OBJECTIVE:
Restate the records below word for word, and omit the images they hold.

(Saved entries)
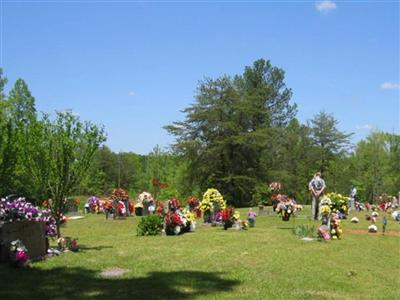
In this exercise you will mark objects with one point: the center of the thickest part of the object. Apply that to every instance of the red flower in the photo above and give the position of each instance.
(227, 214)
(173, 219)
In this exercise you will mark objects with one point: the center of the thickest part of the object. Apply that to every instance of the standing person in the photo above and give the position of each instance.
(316, 187)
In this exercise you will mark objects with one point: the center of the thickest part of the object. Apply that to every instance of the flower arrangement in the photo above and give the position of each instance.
(94, 204)
(286, 208)
(251, 218)
(338, 204)
(336, 230)
(67, 243)
(229, 217)
(173, 223)
(194, 203)
(160, 209)
(210, 197)
(18, 254)
(150, 225)
(275, 186)
(19, 210)
(205, 206)
(190, 219)
(173, 204)
(119, 194)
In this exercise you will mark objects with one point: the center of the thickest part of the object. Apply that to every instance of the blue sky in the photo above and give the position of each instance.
(133, 66)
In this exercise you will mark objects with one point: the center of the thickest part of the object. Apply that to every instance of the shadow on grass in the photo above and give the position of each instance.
(84, 248)
(80, 283)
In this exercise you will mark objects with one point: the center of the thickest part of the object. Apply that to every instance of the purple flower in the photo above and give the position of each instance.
(21, 256)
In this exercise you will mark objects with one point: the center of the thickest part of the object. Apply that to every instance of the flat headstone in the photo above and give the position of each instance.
(31, 234)
(113, 272)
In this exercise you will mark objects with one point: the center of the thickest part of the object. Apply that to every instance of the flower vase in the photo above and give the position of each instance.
(227, 224)
(285, 217)
(237, 225)
(252, 222)
(207, 216)
(177, 229)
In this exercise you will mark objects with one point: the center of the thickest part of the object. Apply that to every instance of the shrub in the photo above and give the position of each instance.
(304, 231)
(149, 225)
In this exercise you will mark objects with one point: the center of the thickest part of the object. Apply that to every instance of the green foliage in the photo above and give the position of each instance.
(59, 154)
(225, 131)
(303, 230)
(149, 225)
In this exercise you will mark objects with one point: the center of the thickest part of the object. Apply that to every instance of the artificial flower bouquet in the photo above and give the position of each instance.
(275, 186)
(229, 217)
(190, 219)
(19, 210)
(173, 204)
(18, 254)
(212, 196)
(336, 229)
(338, 204)
(194, 205)
(174, 222)
(212, 199)
(286, 208)
(67, 243)
(94, 204)
(251, 218)
(160, 209)
(119, 194)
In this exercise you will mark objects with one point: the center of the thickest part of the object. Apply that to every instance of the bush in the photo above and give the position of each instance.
(305, 231)
(149, 225)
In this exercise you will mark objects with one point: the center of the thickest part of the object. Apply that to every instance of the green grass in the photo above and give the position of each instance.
(265, 262)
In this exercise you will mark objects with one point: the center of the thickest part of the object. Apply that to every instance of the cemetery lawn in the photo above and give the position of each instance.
(266, 262)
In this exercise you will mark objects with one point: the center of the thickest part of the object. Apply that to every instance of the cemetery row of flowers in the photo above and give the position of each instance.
(20, 209)
(174, 220)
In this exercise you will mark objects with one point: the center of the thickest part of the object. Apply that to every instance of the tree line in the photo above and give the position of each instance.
(240, 134)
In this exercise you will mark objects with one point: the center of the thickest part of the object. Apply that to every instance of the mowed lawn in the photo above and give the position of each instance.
(266, 262)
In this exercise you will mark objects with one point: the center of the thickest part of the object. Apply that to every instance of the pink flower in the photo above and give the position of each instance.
(22, 256)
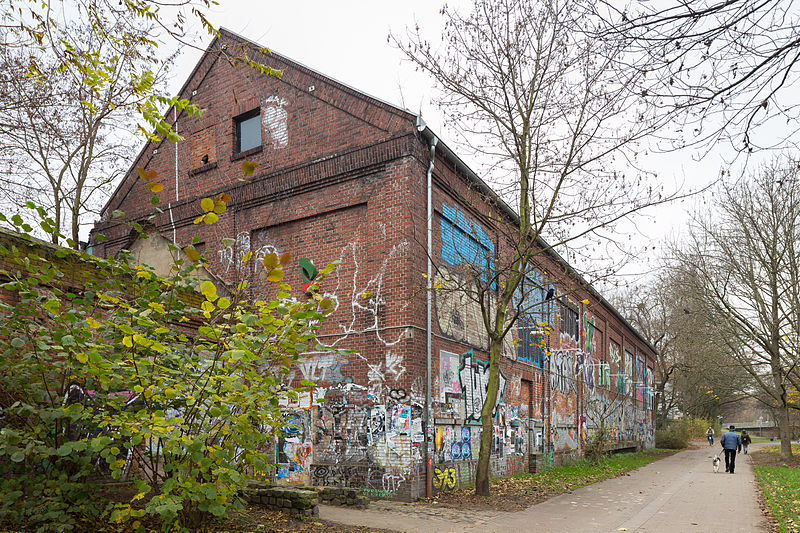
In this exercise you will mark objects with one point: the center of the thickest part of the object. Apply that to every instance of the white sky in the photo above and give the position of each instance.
(347, 40)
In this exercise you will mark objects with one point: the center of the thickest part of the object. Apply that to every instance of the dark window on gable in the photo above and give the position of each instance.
(569, 320)
(248, 131)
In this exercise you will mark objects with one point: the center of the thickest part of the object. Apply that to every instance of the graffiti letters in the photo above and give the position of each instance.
(444, 478)
(561, 371)
(474, 379)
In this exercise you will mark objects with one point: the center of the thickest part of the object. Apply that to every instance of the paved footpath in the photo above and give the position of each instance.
(673, 495)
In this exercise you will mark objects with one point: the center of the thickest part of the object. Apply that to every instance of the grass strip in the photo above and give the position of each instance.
(521, 491)
(780, 485)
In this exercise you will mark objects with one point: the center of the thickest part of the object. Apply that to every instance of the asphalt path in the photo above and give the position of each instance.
(680, 493)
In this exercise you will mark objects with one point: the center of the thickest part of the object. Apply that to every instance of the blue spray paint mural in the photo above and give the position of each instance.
(464, 241)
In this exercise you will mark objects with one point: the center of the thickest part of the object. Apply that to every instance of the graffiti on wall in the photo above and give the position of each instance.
(448, 374)
(474, 378)
(444, 478)
(293, 451)
(561, 376)
(359, 301)
(584, 366)
(273, 121)
(588, 333)
(234, 251)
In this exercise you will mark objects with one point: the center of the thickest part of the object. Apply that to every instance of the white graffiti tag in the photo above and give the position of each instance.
(474, 379)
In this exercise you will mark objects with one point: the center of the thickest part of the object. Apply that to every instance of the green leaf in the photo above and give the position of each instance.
(275, 275)
(209, 290)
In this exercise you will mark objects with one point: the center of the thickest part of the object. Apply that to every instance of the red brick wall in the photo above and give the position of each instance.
(341, 177)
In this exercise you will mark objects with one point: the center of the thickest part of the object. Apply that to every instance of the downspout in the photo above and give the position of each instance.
(432, 141)
(169, 206)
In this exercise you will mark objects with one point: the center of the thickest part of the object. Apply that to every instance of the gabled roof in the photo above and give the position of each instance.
(256, 52)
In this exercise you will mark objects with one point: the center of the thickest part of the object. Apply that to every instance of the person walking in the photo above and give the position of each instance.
(745, 440)
(732, 444)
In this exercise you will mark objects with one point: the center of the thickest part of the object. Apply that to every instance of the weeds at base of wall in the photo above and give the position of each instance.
(518, 492)
(675, 437)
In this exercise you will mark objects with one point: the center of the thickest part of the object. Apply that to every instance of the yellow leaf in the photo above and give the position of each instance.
(191, 253)
(208, 290)
(147, 175)
(270, 261)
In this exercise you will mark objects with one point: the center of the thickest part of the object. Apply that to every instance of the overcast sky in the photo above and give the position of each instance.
(347, 40)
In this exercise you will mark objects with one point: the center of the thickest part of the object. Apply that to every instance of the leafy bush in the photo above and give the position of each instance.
(175, 378)
(675, 436)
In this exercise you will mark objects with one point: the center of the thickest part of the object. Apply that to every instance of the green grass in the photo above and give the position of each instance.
(520, 491)
(781, 488)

EXERCISE RESPONSE:
In this exercise you will mark objects with one point: the center of the thickest part of the object. Apply that to every instance of the red flower in the photo above and give the position of each instance.
(227, 214)
(173, 219)
In this exercise you will mark objects with one point: the center of the thickest part of the object. Apply that to every instance of the standing person in the photo above and give the position of each instance.
(316, 187)
In this exercise you will mark objects with one point: the center of the thickest part of the object. Apply that to every instance of the flower arrangement in the photo above and give the position of each instance.
(94, 204)
(286, 208)
(251, 218)
(338, 204)
(336, 230)
(67, 243)
(229, 217)
(173, 223)
(194, 203)
(160, 209)
(210, 197)
(18, 254)
(150, 225)
(275, 186)
(19, 210)
(205, 206)
(190, 219)
(173, 204)
(119, 194)
In this exercise you will mark objects with one point: the center of the thickest part of the object. Apply that to every instance of the blue sky in the photo above and give the position of each instance.
(133, 66)
In this exercise you will mark objects with one point: the center of the thickest part of the object. Apply that to every instance of the shadow on grass in the photo above and give the position of each instance.
(84, 248)
(80, 283)
In this exercise you will mark objects with one point: the center of the thickest part of the object. Apply that to every instance of the purple flower in the photo above and give the position of each instance.
(21, 256)
In this exercise you will mark objects with one point: the center of the thickest part of the object. Apply that to every instance of the flat headstone in the photo above and give the position of each instance.
(31, 234)
(113, 272)
In this exercise you will mark objects with one point: the center of the thickest part of the object. Apply that to every instance of the flower vase in the photo above and give the position of each instance.
(227, 224)
(285, 217)
(237, 225)
(252, 222)
(207, 216)
(177, 229)
In this exercise you will mark objects with one point: the center of the thickest part of the object. Apply that to every instance of the shrub in the photo above and give the position of each instance.
(304, 231)
(149, 225)
In this exercise you will mark objects with one point: the center of the thickest part of the object. Apply that to every instance of the green foliage in the photo above and give the position of each instance.
(59, 154)
(225, 131)
(303, 230)
(149, 225)
In this exercise you will mark objects with one point: the center of the thickest part of the object. Apply that to every instance of the artificial flower bouquet in the photo above and give the position of each instance.
(275, 186)
(229, 217)
(190, 219)
(19, 210)
(173, 204)
(18, 254)
(212, 196)
(336, 229)
(338, 204)
(194, 205)
(174, 222)
(212, 199)
(286, 208)
(67, 243)
(94, 204)
(251, 218)
(160, 209)
(119, 194)
In this exercise you will mark objects with one point: the center of the thickest part of the object. Apply that to every instance of the bush in the photo above and give the position of each instance.
(305, 231)
(149, 225)
In this exercise you will mark objects with one point: the center of the thickest part of the object. Apply that to every instance of the green grass in the photo above and give the position of each instance.
(265, 262)
In this exercise you will mark objects with one point: the center of the thickest part of the object. Apply that to every instance of the cemetery lawn in the photo above and give the position of each instance.
(266, 262)
In this exercise you will mark objects with one point: the center of the thickest part of the object. Apply that to every instance of the cemetery row of flowers in the photo above and give the position of each instance.
(20, 209)
(174, 220)
In this exercise you will mark objects with one point: the center of the thickest part of the object. Apply that to every instance of the tree line in the photo above and give the position of each instance.
(240, 134)
In this exercise you will mark objects with one point: the center of the thickest part of the object. Apply that to every instance of the mowed lawn in the photo above and give the position of each instance.
(266, 262)
In this exercise you will mark objects with one point: the center of the thickest part of the object. Apply that to every instance of the pink flower in the photo above and give the position of each instance.
(22, 256)
In this exercise you will mark objects with one point: the center of the thickest part of the object. Apply that to every instance of the white sky in the photo above and give the position of each instance.
(347, 40)
In this exercise you will mark objects with one point: the center of the thickest part of the object. Apply that to every instance of the dark window on gable in the photo above and give the position of each instance.
(569, 320)
(248, 131)
In this exercise you will mark objects with one point: the center of the thickest part of the object. Apply that to every instance of the graffiti letters in the photo above and give the position of each instance.
(444, 478)
(561, 371)
(474, 379)
In this exercise you will mark objects with one point: the center of the thickest part of the object. Apply that to every instance of the paved footpath in the photo above and give the position of each instance.
(673, 495)
In this exercise you will mark objects with one point: the center of the thickest part of the object. Apply that to every instance of the grass strip in the photo above and give the position of each instance.
(521, 491)
(780, 485)
In this exercise you will mark objects with one point: the center of the thickest part of the object. Apply that to every instance of the asphalt path in the photo above and give the position of each instance.
(680, 493)
In this exercise you will mark objects with one point: the center of the thickest part of the object. Apply that to every instance of the blue spray paint mural in the photo above and give the position of each instance.
(464, 241)
In this exercise you will mark objects with one point: the center of the thickest part of the object. Apply that to every instance of the graffiti on wall in the photo above and give the position of each instance.
(448, 374)
(474, 378)
(444, 478)
(293, 451)
(561, 376)
(359, 301)
(584, 366)
(273, 121)
(588, 333)
(234, 251)
In this exercise you will mark objects with one point: the center of the thickest part of the object. Apply that to every instance of the white graffiti tag in the photo above and give the position of each instance.
(474, 379)
In this exercise you will mark objects with one point: the center of the thickest part of the object. Apply that to every instance of the green leaf in the photo above and give the position of each instance.
(275, 275)
(209, 290)
In this exercise you will mark objects with one point: the center of the thickest part of the object. Apply that to every instance of the red brick wall in the photo above and give the position of each instance.
(341, 177)
In this exercise you will mark objects with one point: the center of the thickest part of the object. Apply that to every instance of the downspout in the photo above and give the position of each instance.
(432, 141)
(169, 206)
In this exercise you will mark objects with one point: the center of the thickest part of the object. Apply that to every instance of the gabled roof in the photo above and give the position of each instance.
(256, 52)
In this exercise you will mark objects with one point: the center of the thickest part of the object. Apply that to every instance of the person walking in the photo above and give the position of each instance.
(745, 440)
(732, 444)
In this exercise you will mark objects with one point: the center of the thickest part of the object. Apply that to every instance of the weeds at base of wall in the photo above and give the position of each instance.
(518, 492)
(675, 437)
In this exercise you will mark objects with one point: the center of the thickest part of the object. Apply that to every instance of the yellow leaf in the photo above and give the position of each instance.
(191, 253)
(208, 290)
(147, 175)
(270, 261)
In this exercise you will mark objects with one point: the center of the thickest part of the object. Apply that to every instance of the overcast sky in the photo above and give the position of each instance.
(347, 40)
In this exercise you will mark objects with one point: the center of the thickest part of the object. Apply that to every instance of the leafy bush in the photo above and give the position of each instance.
(175, 378)
(675, 436)
In this exercise you will mark objects with one point: the center of the thickest part of the object. Apply that to every instance of the green grass in the photo above and give the position of each instance.
(520, 491)
(781, 488)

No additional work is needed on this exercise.